Tarefas diante da esquerda
As eleições de Madri mostram claramente as tarefas que se apresentam à esquerda. A direita e a ultradireita estão organizadas e têm uma visão do que querem alcançar. Seu discurso reacionário se tornou “normalizado” na imprensa e até mesmo nos programas de talk show diurnos.
A esquerda precisa formar ativistas e líderes que tenham a coragem de enfrentar os fascistas, mas que também ousem ir além de uma vaga e agradável defesa da “democracia” e expor um programa radical que trará mudanças reais para a vida das pessoas da classe trabalhadora. As ideias de ultradireita e fascistas serão derrotadas pela unidade da classe trabalhadora em torno de um programa para transformar a sociedade. Um apelo para manter o status quo não inspira e apenas incentivará a reação. Particularmente em meio à crise da Covid-19, ela precisa se mobilizar em torno de um programa que possa oferecer assistência médica gratuita de qualidade para todos, e garantir que a renda e o padrão de vida sejam protegidos.
De fato, as técnicas de propaganda utilizadas pela Vox já foram experimentadas e testadas na Alemanha pelos nazistas.
A Vox atacou o custo para a região de Madri dos imigrantes menores não acompanhados em cartazes gigantescos, e as palavras usadas para desumanizar Pablo Iglesias, como “rato” e “corcunda”, espelhando estratégias usadas pelo partido nazista de Hitler para conquistar milhões de alemães desesperados em seu esforço para perseguir e aniquilar não apenas os judeus, mas também os deficientes e doentes.
A vitória da direita em Madri é um choque sério e um grito de advertência, a esquerda precisa discuti-lo aberta e urgentemente com todos aqueles setores da sociedade que querem resistir. É particularmente urgente abordar o melhor resultado que o Vox alcançou em alguns bairros da classe trabalhadora e lançar campanhas antirracistas e antifascistas, especialmente entre a juventude. O Vox até formou um “sindicato” reacionário, chamado Solidaridad.
================
**TAREFAS A REALIZAR**
1. Indique se cada afirmação concorda com o texto sobre as eleições de Madri, respondendo sim ou não e citando literalmente as palavras decisivas. (a) A direita e a ultradireita estão organizadas. (b) Um apelo para manter o status quo inspira as pessoas. (c) O Vox formou um sindicato chamado Solidaridad.
2. Prossiga o texto sobre as eleições de Madri a partir da última frase mostrada.

**MATERIAL FORNECIDO**
================
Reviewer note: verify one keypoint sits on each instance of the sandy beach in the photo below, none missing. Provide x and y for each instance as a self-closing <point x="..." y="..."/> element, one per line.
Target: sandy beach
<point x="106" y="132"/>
================
**RESULTADOS POR TAREFA**
1.
(a) Sim: "A direita e a ultradireita estão organizadas e têm uma visão do que querem alcançar."
(b) Não: "Um apelo para manter o status quo não inspira e apenas incentivará a reação."
(c) Sim: "O Vox até formou um “sindicato” reacionário, chamado Solidaridad."

2.
Evidentemente, o resultado foi um voto de protesto contra as políticas do governo de coalizão e seu tratamento da crise da Covid-19. Durante o último ano, os trabalhadores colocaram suas vidas em risco e mantiveram a economia e a sociedade em movimento, mas quase não houve vozes genuínas no parlamento articulando as necessidades e aspirações da classe trabalhadora. Não se levantaram vozes contra os bancos, multinacionais e grandes empresas que lucram com a pandemia e despedem trabalhadores. Apesar da coalizão PSOE-UP, não houve nenhuma discussão sobre um programa socialista no parlamento para nos tirar desta confusão. A derrota é também o preço pesado pago pela esquerda em torno da UP, por participar do governo PSOE, que se baseia em uma nebulosa “unidade nacional”. Isto significa que não houve uma verdadeira oposição política ao tratamento da crise da Covid-19 pelo governo regional de Ayuso Madrid, apesar da raiva ardente dos trabalhadores, especialmente dos trabalhadores da linha de frente da saúde.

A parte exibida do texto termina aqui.